- WHAT TO DO:
Exactly what is written in the records below should be returned, minus the images.

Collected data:
***
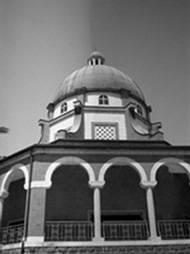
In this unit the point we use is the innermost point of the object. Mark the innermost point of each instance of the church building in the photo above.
(101, 179)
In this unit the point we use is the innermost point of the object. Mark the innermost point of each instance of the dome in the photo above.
(97, 76)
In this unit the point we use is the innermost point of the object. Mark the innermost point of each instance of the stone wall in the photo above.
(155, 249)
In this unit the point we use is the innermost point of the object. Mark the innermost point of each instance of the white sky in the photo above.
(42, 41)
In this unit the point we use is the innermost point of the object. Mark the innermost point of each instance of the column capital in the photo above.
(3, 194)
(96, 184)
(148, 184)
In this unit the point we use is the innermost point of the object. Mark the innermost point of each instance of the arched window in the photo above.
(103, 99)
(138, 110)
(63, 107)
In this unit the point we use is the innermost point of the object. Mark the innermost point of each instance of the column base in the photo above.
(155, 238)
(98, 239)
(34, 239)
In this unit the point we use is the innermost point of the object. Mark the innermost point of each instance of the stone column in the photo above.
(97, 210)
(151, 210)
(36, 216)
(3, 195)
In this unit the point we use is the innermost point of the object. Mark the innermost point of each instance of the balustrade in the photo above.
(124, 230)
(12, 234)
(111, 231)
(68, 231)
(174, 229)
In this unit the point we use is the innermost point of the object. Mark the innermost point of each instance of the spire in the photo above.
(96, 58)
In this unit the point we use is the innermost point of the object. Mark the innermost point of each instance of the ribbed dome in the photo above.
(97, 77)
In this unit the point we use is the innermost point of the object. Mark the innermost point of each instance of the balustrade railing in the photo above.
(12, 234)
(124, 230)
(111, 231)
(68, 231)
(174, 229)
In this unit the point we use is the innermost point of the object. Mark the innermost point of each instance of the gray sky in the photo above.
(42, 41)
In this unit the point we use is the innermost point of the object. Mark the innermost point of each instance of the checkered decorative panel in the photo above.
(105, 132)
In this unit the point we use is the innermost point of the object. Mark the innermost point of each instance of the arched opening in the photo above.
(14, 212)
(68, 204)
(103, 99)
(124, 211)
(172, 202)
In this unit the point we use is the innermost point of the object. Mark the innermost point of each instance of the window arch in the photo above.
(64, 107)
(103, 99)
(138, 110)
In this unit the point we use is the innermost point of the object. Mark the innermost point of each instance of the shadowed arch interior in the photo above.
(14, 202)
(123, 195)
(69, 198)
(172, 193)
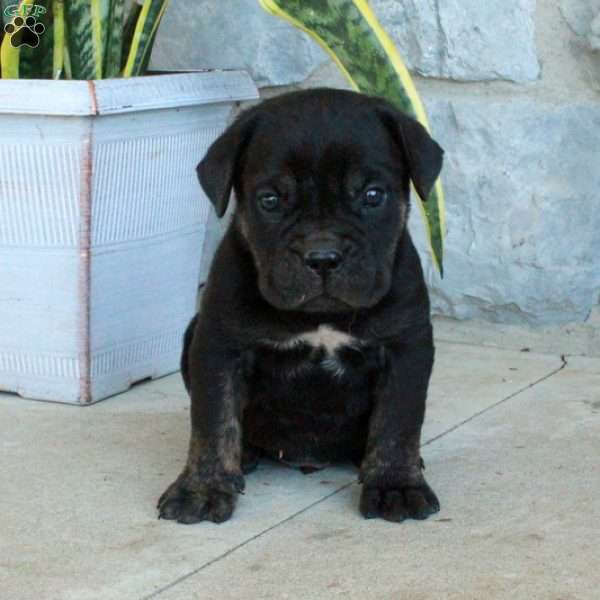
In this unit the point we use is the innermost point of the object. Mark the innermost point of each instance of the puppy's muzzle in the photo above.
(323, 261)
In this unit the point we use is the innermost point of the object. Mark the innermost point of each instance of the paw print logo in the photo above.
(24, 32)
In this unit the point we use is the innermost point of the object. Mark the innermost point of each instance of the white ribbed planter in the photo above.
(102, 225)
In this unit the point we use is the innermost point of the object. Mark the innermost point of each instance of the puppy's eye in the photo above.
(374, 197)
(269, 202)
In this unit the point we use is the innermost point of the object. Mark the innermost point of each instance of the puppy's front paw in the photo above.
(190, 500)
(398, 503)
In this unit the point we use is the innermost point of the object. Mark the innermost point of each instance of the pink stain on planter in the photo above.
(102, 225)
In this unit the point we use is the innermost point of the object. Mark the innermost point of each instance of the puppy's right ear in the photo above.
(217, 169)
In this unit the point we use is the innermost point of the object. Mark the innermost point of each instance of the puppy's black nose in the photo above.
(323, 261)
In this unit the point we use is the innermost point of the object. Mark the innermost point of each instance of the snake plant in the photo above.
(349, 31)
(77, 39)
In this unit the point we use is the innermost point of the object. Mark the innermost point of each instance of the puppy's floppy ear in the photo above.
(216, 171)
(424, 156)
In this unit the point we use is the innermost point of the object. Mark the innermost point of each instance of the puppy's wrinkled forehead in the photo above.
(324, 134)
(318, 144)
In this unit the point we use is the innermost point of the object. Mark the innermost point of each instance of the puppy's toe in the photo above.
***
- EXPECTED OUTPUT:
In this unit the point we use is the innermost point of the object. Mark the innermost point of each instance of the church building in the photo above.
(101, 179)
In this unit the point we use is the innermost point of the object. Mark the innermost point of each instance of the dome in the photo above.
(97, 76)
In this unit the point we use is the innermost point of the object. Mark the innermost point of each instance of the stone wall in the photo above.
(155, 249)
In this unit the point we use is the innermost point of the object. Mark the innermost point of each instance of the white sky in the photo above.
(42, 41)
In this unit the point we use is the innermost point of the object. Mark the innermost point of each instance of the column capital in the photo above.
(3, 194)
(96, 184)
(148, 184)
In this unit the point we use is the innermost point of the object. Mark the innermost point of each instance of the arched window in the photo above.
(103, 99)
(138, 110)
(63, 107)
In this unit the point we use is the innermost point of the object. Mark the innermost point of each instance of the column base in the photo above.
(155, 238)
(98, 239)
(34, 239)
In this unit the point we use is the innermost point of the object. Mark the innermost point of each instance of the stone column in the photo above.
(97, 210)
(151, 210)
(36, 216)
(3, 195)
In this unit the point we use is the innermost point of the object. Mark the innermost point of each instance of the balustrade in the photo above.
(124, 230)
(12, 234)
(111, 231)
(68, 231)
(174, 229)
In this unit the point we use is the innermost point of the object. Mark the innermost point of each instance of the spire in the photo above.
(96, 58)
In this unit the point we use is the innermost point of the object. Mark the innermost point of each instance of the ribbed dome in the photo above.
(97, 77)
In this unit the point we use is the innermost point of the object. Mark the innermost point of each instance of the balustrade railing in the photo above.
(12, 234)
(124, 230)
(111, 231)
(68, 231)
(174, 229)
In this unit the point we use is the innermost point of the object. Mark the innermost point of each instance of the gray sky in the photo above.
(42, 41)
In this unit the point we use is the innermost point of the object. Mark the innermost point of each instance of the checkered decorative panel in the photo above.
(105, 132)
In this unit the point we use is the innermost point of the object. Mark the innermost point of each instance of the arched opening in the photo above.
(14, 212)
(68, 204)
(103, 99)
(124, 211)
(172, 202)
In this unit the point we use is the innermost point of the object. Mark the innermost point of each instance of the window arch in the photo above.
(64, 107)
(103, 99)
(138, 110)
In this unit the point we use is the innermost point of the object. Mark the innermost point of each instance of the shadowed arch interior in the photo above.
(14, 202)
(123, 195)
(69, 198)
(172, 193)
In this unit the point we use is the innermost point of the object. Mark the innermost point of each instance of the puppy's muzzle in the photo above.
(323, 261)
In this unit the point we use is the innermost point of the object. Mark the innermost point of each instance of the paw print logo in the photo above.
(24, 32)
In this unit the point we use is the innermost point of the object. Mark the innermost point of each instance of the white ribbed planter in the photo above.
(102, 225)
In this unit the point we use is the innermost point of the object. Mark the innermost point of each instance of the puppy's eye in the photo above.
(374, 197)
(269, 202)
In this unit the point we use is the innermost point of the object. Mark the innermost point of each instance of the puppy's front paw in the photo above.
(190, 500)
(398, 503)
In this unit the point we use is the innermost point of the object. Mark the innermost point of each instance of the pink stain on planter in the photo above.
(102, 225)
In this unit the point we use is the innermost point of the object. Mark the innermost point of each instance of the puppy's right ear in the photo above.
(217, 169)
In this unit the point we use is the innermost point of the object. Mark the innermost point of each instance of the puppy's black nose in the photo above.
(323, 261)
In this unit the point we use is the innermost point of the object. Mark the innermost point of each instance of the snake plant in the photo above.
(349, 31)
(77, 39)
In this unit the point we use is the innermost point of the object. Mark the innermost point of each instance of the puppy's floppy ear in the photo above.
(216, 171)
(424, 156)
In this unit the point we use is the innermost point of the object. Mark the innermost point of each instance of the puppy's wrinkled forehead in the photo above.
(324, 134)
(318, 144)
In this unit the point we use is the innermost point of the object. Mark the innermost point of each instance of the puppy's toe in the photo above.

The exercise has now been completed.